Can you rename "wooden beam" to "timber beam" in the listing lines from the one containing "Plan a grasp for the wooden beam." through the one containing "[30,363,212,673]", inclusive, and give back only those lines with nothing else altered?

(Excerpts from a detection dataset)

★ ★ ★ ★ ★

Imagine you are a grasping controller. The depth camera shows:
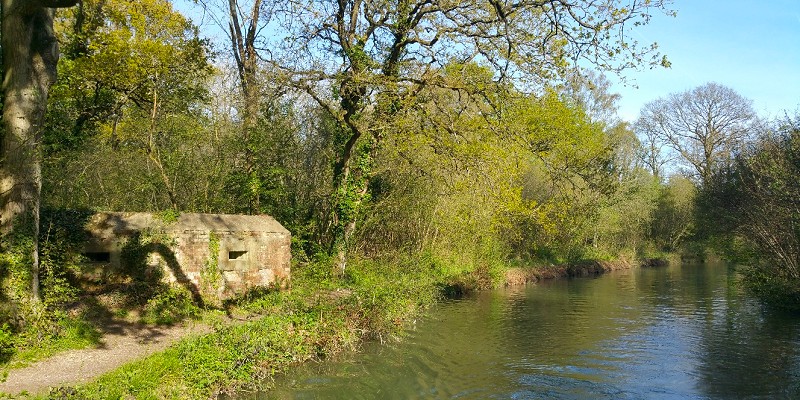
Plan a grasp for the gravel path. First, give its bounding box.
[0,322,211,399]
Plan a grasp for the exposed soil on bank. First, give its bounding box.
[505,258,668,286]
[0,321,211,399]
[0,259,666,399]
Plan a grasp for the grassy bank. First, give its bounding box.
[1,255,664,399]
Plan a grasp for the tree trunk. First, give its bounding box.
[228,0,261,214]
[0,0,76,299]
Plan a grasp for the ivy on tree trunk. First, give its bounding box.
[0,0,77,299]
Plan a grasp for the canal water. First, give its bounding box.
[242,265,800,399]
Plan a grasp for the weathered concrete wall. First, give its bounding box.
[86,213,291,304]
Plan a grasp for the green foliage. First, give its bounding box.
[141,287,200,325]
[698,116,800,307]
[0,323,15,364]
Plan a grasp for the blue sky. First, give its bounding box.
[611,0,800,121]
[174,0,800,121]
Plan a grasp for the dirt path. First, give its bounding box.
[0,322,211,398]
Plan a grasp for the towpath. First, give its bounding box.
[0,321,211,399]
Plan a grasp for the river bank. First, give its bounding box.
[0,253,664,398]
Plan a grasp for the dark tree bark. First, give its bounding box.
[0,0,77,299]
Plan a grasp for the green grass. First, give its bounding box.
[4,248,648,399]
[42,255,456,399]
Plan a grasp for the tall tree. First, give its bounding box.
[0,0,76,299]
[636,82,757,182]
[262,0,668,267]
[196,0,270,214]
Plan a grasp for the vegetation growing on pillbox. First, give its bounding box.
[0,0,800,398]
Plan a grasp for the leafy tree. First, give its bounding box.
[253,0,665,272]
[45,0,212,209]
[636,83,757,186]
[700,115,800,308]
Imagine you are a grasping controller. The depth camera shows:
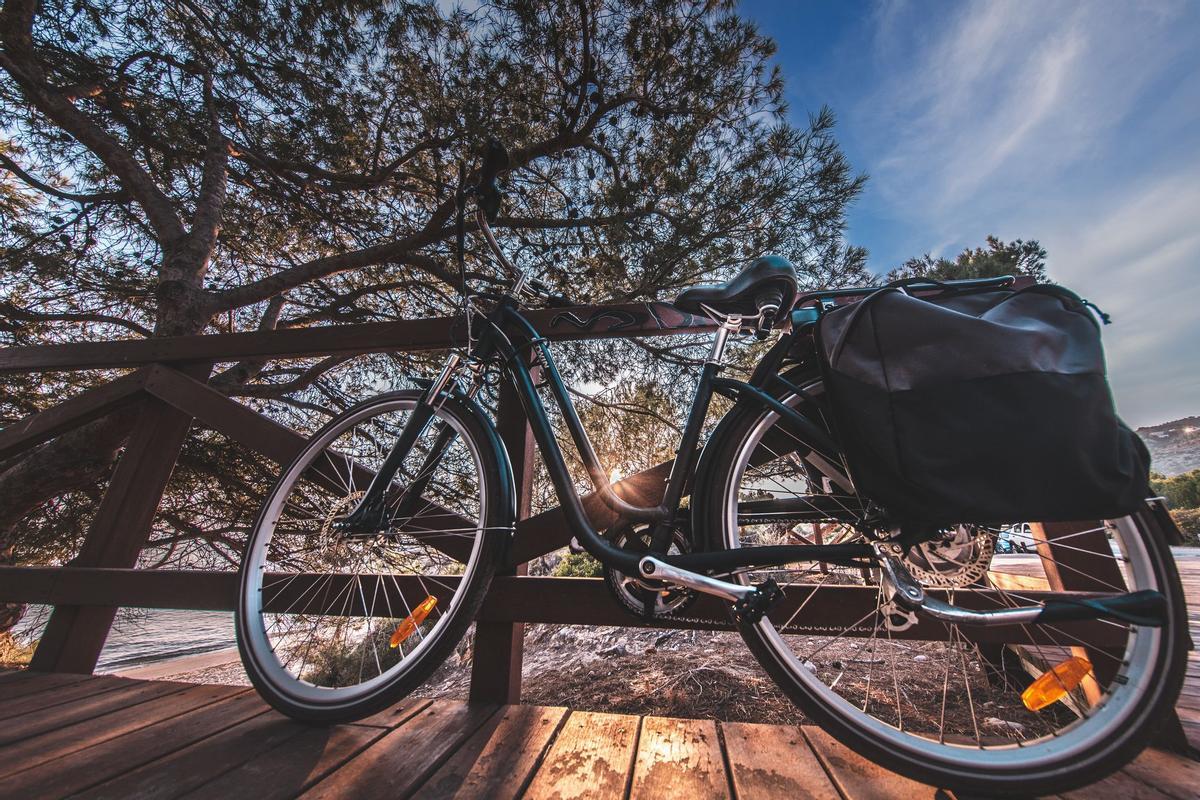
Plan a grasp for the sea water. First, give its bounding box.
[17,606,234,673]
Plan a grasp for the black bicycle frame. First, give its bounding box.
[348,296,871,575]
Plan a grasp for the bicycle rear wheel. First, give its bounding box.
[696,381,1187,795]
[236,391,512,722]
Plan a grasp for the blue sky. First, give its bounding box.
[742,0,1200,426]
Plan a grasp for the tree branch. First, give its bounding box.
[0,152,130,203]
[0,0,184,247]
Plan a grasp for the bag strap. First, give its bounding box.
[829,286,908,367]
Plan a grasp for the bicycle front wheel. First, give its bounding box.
[236,391,512,722]
[696,381,1187,795]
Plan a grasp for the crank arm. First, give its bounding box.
[875,542,1166,627]
[637,555,784,625]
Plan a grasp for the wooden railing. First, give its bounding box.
[0,297,1180,753]
[0,303,728,702]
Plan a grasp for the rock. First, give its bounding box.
[983,717,1025,736]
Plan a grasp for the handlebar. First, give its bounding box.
[474,137,510,222]
[479,137,510,188]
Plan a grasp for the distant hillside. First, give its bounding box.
[1138,416,1200,475]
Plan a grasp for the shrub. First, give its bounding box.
[1150,469,1200,509]
[1171,509,1200,545]
[0,633,37,667]
[554,553,604,578]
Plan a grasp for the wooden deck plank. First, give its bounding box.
[182,724,386,800]
[413,705,566,800]
[352,697,430,728]
[721,722,841,800]
[0,686,245,776]
[0,670,91,702]
[0,681,192,745]
[0,676,133,720]
[177,698,430,800]
[2,686,266,798]
[524,711,640,800]
[77,711,310,800]
[802,726,944,800]
[1121,750,1200,800]
[1062,772,1175,800]
[301,700,497,800]
[629,716,731,800]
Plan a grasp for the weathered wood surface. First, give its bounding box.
[0,674,1200,800]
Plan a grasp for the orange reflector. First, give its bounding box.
[388,595,438,648]
[1021,656,1092,711]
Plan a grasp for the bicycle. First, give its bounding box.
[236,142,1188,794]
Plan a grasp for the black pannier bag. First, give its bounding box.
[817,282,1150,525]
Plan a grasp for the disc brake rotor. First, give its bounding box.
[905,525,996,588]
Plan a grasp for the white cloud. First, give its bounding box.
[844,1,1200,425]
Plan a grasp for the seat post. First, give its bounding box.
[707,309,742,363]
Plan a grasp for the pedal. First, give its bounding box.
[733,578,784,625]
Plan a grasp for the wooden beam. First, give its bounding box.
[0,369,146,461]
[0,302,713,372]
[145,365,472,563]
[470,381,538,705]
[0,566,1126,646]
[30,363,212,673]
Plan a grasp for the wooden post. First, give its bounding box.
[29,365,212,674]
[470,381,536,705]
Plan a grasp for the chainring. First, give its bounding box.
[604,523,696,619]
[905,525,996,588]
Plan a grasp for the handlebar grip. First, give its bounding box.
[479,137,510,187]
[475,137,509,222]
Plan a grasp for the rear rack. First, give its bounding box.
[796,275,1016,307]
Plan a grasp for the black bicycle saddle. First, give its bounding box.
[674,255,798,317]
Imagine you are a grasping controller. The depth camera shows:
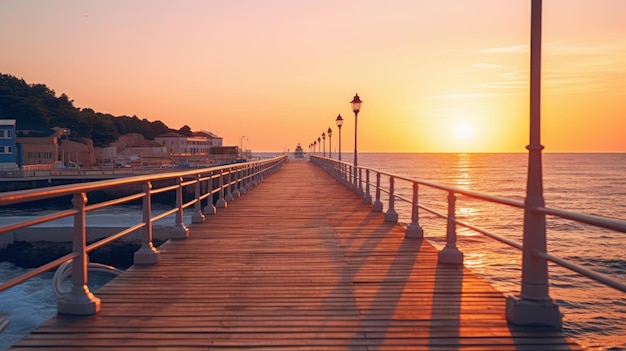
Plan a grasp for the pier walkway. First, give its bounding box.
[12,161,581,351]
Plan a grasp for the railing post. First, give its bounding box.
[363,169,372,205]
[438,191,463,264]
[215,169,228,208]
[202,172,217,215]
[172,177,189,239]
[405,182,424,238]
[133,181,161,265]
[191,174,206,223]
[385,176,398,223]
[245,165,254,191]
[372,172,383,212]
[356,168,363,196]
[226,168,235,202]
[57,193,100,316]
[506,0,562,329]
[232,167,241,197]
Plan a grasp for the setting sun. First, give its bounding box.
[454,123,474,140]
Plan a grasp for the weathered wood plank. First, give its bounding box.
[7,162,580,351]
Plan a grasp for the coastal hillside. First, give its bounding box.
[0,72,177,147]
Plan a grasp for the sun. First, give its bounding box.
[454,122,474,140]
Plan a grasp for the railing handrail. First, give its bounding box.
[310,155,626,292]
[0,155,287,315]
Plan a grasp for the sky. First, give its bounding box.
[0,0,626,152]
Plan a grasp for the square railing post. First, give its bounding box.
[133,181,160,265]
[405,182,424,238]
[385,176,398,223]
[363,169,372,205]
[372,172,383,212]
[439,191,463,264]
[172,177,189,239]
[191,174,206,223]
[57,193,100,315]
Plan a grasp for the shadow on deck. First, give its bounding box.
[7,161,581,350]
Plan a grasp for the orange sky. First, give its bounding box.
[0,0,626,152]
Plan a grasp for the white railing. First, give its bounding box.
[0,156,287,315]
[310,155,626,325]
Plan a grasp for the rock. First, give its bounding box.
[0,239,163,269]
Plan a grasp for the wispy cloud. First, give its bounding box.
[477,44,528,54]
[473,41,626,94]
[434,93,499,99]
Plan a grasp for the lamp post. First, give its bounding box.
[350,94,363,187]
[506,0,562,329]
[335,115,343,161]
[240,135,248,159]
[326,127,333,158]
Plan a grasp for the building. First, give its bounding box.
[0,119,17,170]
[154,131,222,156]
[154,130,236,165]
[16,125,60,168]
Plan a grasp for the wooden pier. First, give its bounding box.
[12,161,581,351]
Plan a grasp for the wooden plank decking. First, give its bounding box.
[8,161,581,350]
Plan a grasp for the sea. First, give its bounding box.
[0,153,626,351]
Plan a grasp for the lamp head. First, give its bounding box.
[350,94,363,113]
[335,115,343,128]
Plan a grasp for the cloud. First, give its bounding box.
[434,93,499,99]
[477,44,529,54]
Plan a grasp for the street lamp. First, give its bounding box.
[240,135,248,159]
[326,127,333,158]
[335,115,343,161]
[350,94,363,187]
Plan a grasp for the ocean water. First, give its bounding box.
[0,153,626,351]
[354,153,626,350]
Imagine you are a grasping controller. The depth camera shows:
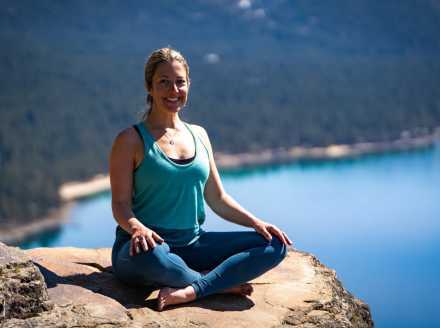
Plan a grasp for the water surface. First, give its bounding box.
[21,146,440,327]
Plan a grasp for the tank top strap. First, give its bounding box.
[185,123,211,159]
[133,122,154,149]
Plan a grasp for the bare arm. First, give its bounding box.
[110,128,163,254]
[196,127,292,245]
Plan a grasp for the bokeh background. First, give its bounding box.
[0,0,440,327]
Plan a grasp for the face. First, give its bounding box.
[149,61,189,113]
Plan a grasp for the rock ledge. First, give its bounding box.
[0,243,373,328]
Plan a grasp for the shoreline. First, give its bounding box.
[0,127,440,245]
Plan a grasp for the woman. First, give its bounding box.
[110,48,292,311]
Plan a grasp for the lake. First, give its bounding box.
[20,145,440,327]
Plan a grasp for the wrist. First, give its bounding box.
[128,218,142,234]
[250,217,262,228]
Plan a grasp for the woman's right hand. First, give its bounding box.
[130,222,164,256]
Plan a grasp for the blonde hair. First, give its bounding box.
[142,47,189,119]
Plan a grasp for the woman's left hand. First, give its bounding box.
[253,220,292,246]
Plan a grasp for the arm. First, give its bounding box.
[192,126,292,245]
[110,128,163,255]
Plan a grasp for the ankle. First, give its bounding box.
[183,285,197,299]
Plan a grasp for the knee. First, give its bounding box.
[270,236,287,264]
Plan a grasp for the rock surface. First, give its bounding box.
[0,245,373,328]
[0,243,52,323]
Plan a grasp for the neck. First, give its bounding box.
[145,109,182,130]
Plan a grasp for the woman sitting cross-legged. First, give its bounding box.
[110,48,292,310]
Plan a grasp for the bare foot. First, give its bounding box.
[157,286,196,311]
[221,283,254,296]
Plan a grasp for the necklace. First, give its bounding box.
[164,130,177,145]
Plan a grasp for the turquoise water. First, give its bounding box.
[21,146,440,327]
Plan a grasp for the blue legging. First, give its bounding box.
[112,231,287,298]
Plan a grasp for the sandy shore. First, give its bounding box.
[0,128,440,244]
[0,202,74,245]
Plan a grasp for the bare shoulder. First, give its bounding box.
[113,127,142,148]
[190,124,209,142]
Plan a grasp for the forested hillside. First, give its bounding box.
[0,0,440,224]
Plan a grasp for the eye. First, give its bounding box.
[176,79,186,87]
[159,79,171,87]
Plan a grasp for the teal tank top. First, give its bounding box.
[117,122,209,246]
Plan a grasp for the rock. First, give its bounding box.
[2,242,373,328]
[0,243,52,323]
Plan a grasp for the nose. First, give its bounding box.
[171,82,179,93]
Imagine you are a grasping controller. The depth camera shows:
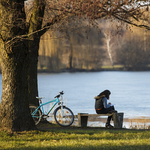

★ ★ ★ ★ ★

Result of the task
Plan a grasp for the timber beam. First, give its bounding box.
[0,369,146,461]
[0,302,713,372]
[145,365,472,563]
[470,381,538,705]
[0,566,1126,646]
[30,363,212,673]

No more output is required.